▸ **Exercise details**
Copy the records from their start through the line containing "answer field: every", substituting "reduced" for "simplified" and leaving every other word unchanged. Leave the pictures out of the copy.

==== Extracted data ====

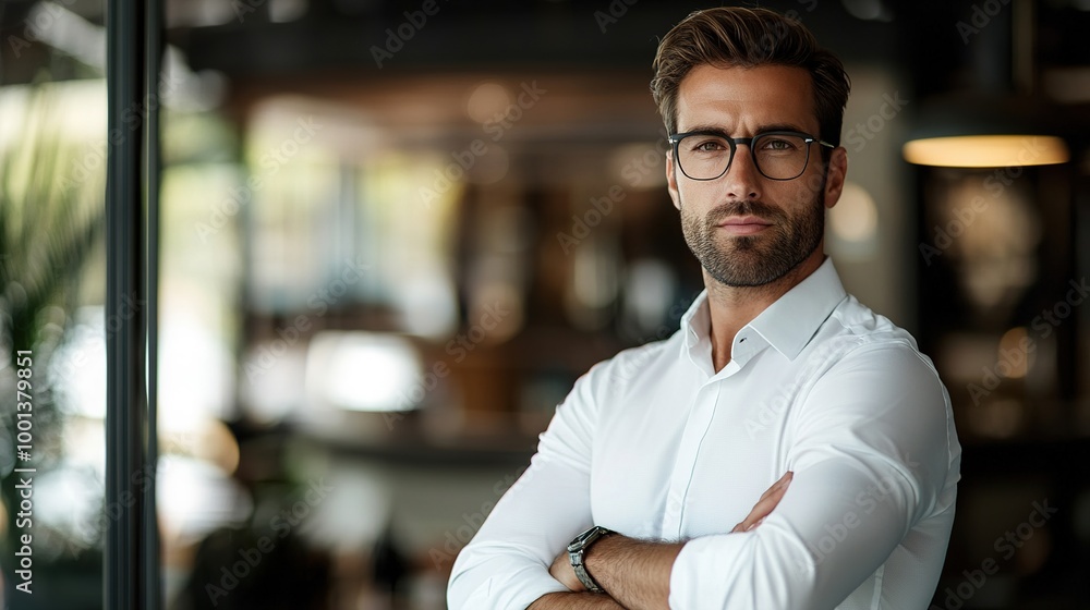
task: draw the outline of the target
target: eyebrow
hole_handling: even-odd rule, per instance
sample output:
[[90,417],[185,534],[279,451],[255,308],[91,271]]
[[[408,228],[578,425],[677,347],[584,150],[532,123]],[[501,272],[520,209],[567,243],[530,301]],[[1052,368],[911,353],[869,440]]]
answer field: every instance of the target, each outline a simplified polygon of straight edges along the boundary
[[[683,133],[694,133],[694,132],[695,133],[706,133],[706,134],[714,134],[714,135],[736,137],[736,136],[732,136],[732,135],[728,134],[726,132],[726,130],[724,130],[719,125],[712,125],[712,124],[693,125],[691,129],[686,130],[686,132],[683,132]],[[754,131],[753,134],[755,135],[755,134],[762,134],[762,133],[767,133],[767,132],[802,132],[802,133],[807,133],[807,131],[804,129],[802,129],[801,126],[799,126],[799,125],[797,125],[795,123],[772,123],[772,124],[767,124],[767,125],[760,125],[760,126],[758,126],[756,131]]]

====

▸ **Expected output**
task: draw the outline of the target
target: eyebrow
hole_handling: even-odd rule, per instance
sample output:
[[90,417],[185,534],[279,451],[255,308],[91,271]]
[[[408,228],[578,425],[677,347],[584,150],[532,123]],[[501,272],[520,209],[567,243],[530,301]],[[1052,368],[911,353],[869,440]]]
answer field: every instance of the target, each outline a reduced polygon of straight edges along the boundary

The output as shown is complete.